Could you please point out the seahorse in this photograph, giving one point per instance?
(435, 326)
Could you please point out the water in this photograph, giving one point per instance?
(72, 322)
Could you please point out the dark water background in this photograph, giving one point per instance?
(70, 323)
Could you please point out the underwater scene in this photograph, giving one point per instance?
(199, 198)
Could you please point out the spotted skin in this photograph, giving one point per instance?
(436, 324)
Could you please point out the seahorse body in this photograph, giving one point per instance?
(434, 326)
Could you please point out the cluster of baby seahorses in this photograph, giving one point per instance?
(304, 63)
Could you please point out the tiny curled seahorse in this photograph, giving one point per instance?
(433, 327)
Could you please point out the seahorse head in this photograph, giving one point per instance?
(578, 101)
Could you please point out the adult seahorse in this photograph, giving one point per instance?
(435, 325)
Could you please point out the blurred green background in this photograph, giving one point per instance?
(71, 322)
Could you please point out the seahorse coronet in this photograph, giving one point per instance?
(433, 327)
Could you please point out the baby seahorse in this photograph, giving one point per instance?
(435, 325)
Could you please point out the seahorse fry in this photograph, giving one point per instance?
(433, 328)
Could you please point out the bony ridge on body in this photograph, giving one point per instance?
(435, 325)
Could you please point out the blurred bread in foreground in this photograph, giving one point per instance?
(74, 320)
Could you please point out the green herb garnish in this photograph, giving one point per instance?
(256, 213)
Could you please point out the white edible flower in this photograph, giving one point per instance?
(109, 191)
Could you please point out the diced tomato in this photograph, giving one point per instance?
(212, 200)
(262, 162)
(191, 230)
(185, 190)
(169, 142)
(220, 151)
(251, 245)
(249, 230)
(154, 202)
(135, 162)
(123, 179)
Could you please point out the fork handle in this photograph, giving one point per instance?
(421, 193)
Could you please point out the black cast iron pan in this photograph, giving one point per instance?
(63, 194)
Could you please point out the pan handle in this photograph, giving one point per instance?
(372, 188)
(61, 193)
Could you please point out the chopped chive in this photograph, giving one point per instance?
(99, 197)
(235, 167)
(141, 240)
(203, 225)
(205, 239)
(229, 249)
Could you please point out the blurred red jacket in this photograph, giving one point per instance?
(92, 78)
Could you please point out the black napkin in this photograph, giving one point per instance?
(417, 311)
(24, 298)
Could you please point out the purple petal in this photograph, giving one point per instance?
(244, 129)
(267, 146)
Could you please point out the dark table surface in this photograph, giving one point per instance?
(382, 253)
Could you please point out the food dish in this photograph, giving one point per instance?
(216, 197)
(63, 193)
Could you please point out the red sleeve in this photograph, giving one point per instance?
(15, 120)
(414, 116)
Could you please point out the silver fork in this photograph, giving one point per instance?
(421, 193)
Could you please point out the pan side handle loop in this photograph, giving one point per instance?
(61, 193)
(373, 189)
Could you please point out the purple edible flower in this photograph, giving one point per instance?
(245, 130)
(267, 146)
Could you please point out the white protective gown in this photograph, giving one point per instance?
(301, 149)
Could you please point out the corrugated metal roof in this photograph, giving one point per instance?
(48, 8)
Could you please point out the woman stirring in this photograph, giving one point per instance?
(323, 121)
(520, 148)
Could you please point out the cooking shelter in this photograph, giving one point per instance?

= = = =

▸ AIM OF THE TASK
Return all the data above, unaltered and complete.

▸ ANSWER AREA
Could you please point out the seahorse in this photograph, giving one point per instance?
(435, 326)
Could you please point out the water in this photograph, giving one point per instance?
(72, 322)
Could you please point out the dark water background in this photograph, giving one point per instance?
(70, 323)
Could you please point out the underwater scene in this photograph, giving one point per instance?
(199, 198)
Could you please point out the spotted skin in this photograph, giving one point per instance?
(436, 324)
Could you please point out the seahorse body in this photograph, giving one point per instance?
(434, 326)
Could you please point out the cluster of baby seahorses in this photograph, giving one point per instance?
(304, 63)
Could you please point out the tiny curled seahorse in this photograph, giving one point per instance?
(433, 327)
Could you please point out the seahorse head in this photograph, giving one point per instance?
(578, 101)
Could you please point out the adult seahorse in this photograph, giving one point per instance?
(435, 325)
Could you please point out the blurred green background in this photograph, giving one point per instance?
(71, 322)
Could you please point out the seahorse coronet in this photograph, giving one point per instance?
(433, 327)
Could you please point out the baby seahorse in this photograph, giving one point per instance?
(435, 325)
Could you please point out the seahorse fry in this photograph, giving one point per instance?
(433, 328)
Could you please point out the bony ridge on body in this photograph, giving one point per instance?
(435, 325)
Could you please point out the blurred bread in foreground in this photograph, giving one point per instance?
(74, 320)
Could you please point out the green herb garnish in this photograph, giving one point per instance?
(256, 213)
Could you please point out the white edible flower in this photograph, giving one point per instance?
(109, 191)
Could you please point out the diced tomato in this photograph, giving one point per instance?
(212, 200)
(262, 162)
(191, 230)
(185, 190)
(169, 142)
(220, 151)
(251, 245)
(249, 230)
(154, 202)
(135, 162)
(123, 179)
Could you please point out the fork handle in this photograph, giving one point per instance?
(421, 193)
Could you please point out the black cast iron pan in this photograph, giving one point per instance?
(63, 194)
Could you please point out the pan handle in this photograph, giving one point per instance?
(372, 188)
(61, 193)
Could you please point out the chopped chive in this photograph, giving one point per instance?
(99, 197)
(235, 167)
(141, 240)
(203, 225)
(205, 239)
(229, 249)
Could you please point out the blurred red jacket in this photograph, giving one point per instance?
(92, 78)
Could you please point out the black napkin in this photograph, giving one point per instance?
(417, 311)
(24, 298)
Could you please point out the purple petal in this photograph, giving one point per instance?
(244, 129)
(267, 146)
Could you please point out the dark table surface in this photograph, giving one point per instance?
(382, 253)
Could you please point out the food dish in this photograph, giving one point per instance?
(216, 197)
(63, 193)
Could you please point out the red sleeve in this photograph, giving one point per instance?
(15, 120)
(414, 116)
Could you please point out the silver fork in this photograph, giving one point per instance?
(421, 193)
Could you please point out the pan side handle loop in this photograph, giving one point per instance?
(61, 193)
(373, 189)
Could you please point out the purple edible flower in this photograph, giving one point per instance?
(245, 130)
(267, 146)
Could you please point out the white protective gown in this photograph, giving one point per instance?
(301, 149)
Could you please point out the corrugated metal roof in this photograph, giving one point per instance?
(48, 8)
Could you please point out the woman stirring in this photograph, giving one point per instance?
(323, 121)
(520, 148)
Could you please point out the cooking shelter in this photograph, giving one point per instance?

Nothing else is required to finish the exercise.